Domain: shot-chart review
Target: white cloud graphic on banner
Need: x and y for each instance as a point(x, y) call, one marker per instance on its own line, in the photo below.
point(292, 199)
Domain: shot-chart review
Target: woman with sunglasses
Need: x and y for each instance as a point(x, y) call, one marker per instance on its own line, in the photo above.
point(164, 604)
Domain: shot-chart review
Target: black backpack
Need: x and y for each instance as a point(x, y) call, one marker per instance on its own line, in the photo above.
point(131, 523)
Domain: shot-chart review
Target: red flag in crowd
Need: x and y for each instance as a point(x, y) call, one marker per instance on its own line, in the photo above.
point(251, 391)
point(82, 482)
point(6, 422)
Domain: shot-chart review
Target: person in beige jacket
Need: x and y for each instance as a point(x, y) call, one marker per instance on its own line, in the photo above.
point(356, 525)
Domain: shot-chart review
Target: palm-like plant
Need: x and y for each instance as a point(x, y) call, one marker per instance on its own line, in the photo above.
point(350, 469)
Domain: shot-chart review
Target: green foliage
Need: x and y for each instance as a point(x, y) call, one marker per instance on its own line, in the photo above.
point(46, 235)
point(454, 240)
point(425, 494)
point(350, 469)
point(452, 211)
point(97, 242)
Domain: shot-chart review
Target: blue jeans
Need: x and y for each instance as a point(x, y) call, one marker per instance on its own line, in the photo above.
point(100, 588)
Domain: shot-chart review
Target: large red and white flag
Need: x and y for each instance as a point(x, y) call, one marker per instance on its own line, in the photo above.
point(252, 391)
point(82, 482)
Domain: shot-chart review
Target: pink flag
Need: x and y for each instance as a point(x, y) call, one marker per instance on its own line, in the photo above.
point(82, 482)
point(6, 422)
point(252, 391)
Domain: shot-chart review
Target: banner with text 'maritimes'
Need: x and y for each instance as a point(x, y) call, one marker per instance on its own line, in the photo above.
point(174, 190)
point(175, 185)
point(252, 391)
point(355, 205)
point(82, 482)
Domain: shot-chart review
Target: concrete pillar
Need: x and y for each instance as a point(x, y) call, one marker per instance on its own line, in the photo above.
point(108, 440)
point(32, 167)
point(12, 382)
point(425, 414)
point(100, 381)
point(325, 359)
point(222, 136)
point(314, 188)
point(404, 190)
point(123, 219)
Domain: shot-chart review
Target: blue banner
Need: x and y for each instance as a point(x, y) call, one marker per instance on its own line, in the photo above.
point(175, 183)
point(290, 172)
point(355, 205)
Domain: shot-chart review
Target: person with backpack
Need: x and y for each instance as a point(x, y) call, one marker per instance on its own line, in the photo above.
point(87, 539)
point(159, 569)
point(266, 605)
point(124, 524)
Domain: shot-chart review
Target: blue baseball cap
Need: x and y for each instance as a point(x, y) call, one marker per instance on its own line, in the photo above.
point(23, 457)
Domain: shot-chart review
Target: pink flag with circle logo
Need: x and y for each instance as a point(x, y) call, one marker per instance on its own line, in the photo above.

Exercise: Shift every coordinate up by 10 and write out the part of the records above that opens at their first line and closes with the line containing "point(164, 604)". Include both end lines and every line between them, and change nothing else.

Result of the exercise:
Domain: shot-chart review
Target: white cloud graphic on banner
Need: x and y for each instance as a point(x, y) call, one marker per instance on its own line, in the photo below.
point(302, 209)
Domain: shot-chart review
Target: woman with sunglasses
Need: x and y for each instance as a point(x, y) call, one marker per instance on its own line, in the photo above.
point(174, 614)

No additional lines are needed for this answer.